Point annotations for photos:
+--
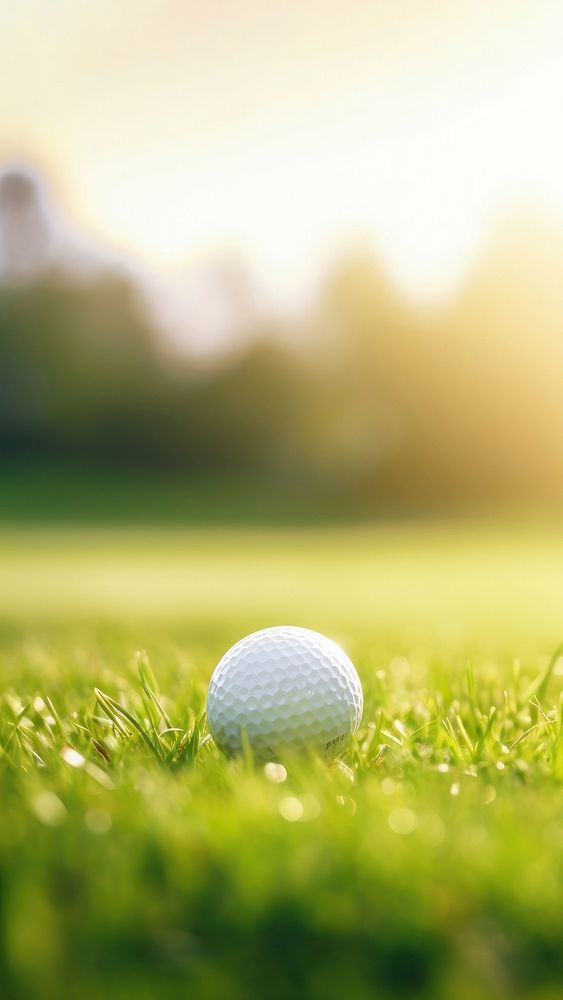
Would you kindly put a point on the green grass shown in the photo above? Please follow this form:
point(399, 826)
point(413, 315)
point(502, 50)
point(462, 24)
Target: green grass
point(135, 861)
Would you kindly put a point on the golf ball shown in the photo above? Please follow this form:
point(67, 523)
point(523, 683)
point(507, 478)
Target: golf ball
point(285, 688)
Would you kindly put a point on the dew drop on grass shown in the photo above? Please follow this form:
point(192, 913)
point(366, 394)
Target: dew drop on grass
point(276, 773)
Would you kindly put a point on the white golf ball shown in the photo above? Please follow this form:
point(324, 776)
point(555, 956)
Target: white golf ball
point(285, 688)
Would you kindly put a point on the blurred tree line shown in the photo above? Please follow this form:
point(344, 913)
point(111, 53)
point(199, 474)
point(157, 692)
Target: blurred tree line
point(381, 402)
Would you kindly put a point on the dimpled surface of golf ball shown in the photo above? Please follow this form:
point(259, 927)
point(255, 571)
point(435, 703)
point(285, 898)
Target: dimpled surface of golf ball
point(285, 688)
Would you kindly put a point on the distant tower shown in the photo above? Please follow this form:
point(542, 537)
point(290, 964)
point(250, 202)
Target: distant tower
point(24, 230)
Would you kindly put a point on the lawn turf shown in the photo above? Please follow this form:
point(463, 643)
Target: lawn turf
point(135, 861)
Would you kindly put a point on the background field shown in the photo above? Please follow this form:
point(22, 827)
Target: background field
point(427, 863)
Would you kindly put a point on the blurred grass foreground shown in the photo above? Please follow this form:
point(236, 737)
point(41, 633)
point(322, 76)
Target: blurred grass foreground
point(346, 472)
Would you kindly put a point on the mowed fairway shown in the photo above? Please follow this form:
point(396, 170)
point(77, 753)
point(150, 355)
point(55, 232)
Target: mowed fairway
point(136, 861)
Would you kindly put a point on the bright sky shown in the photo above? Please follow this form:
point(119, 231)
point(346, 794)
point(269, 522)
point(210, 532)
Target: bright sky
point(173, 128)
+--
Request: Rescale the stretch of records from the line containing "Would you kindly put a point on the lawn" through the line containing "point(346, 472)", reproducing every line with the requests unchanged. Multiply each coordinate in the answer points by 1.45 and round to the nearest whole number, with halves rounding up; leave the numbers in the requests and their format samples as they are.

The result:
Would you kindly put a point on the lawn turf shown in the photo above? Please follow this form:
point(463, 643)
Target: lawn turf
point(196, 1248)
Would you kindly put a point on the background field shown in the photo above? Please follow this form:
point(22, 827)
Target: background field
point(619, 1251)
Would you kindly put a point on the blurred grass foreground shown in the photo above? Please follow this form:
point(236, 737)
point(41, 633)
point(322, 76)
Target: blurred grass foreground
point(502, 684)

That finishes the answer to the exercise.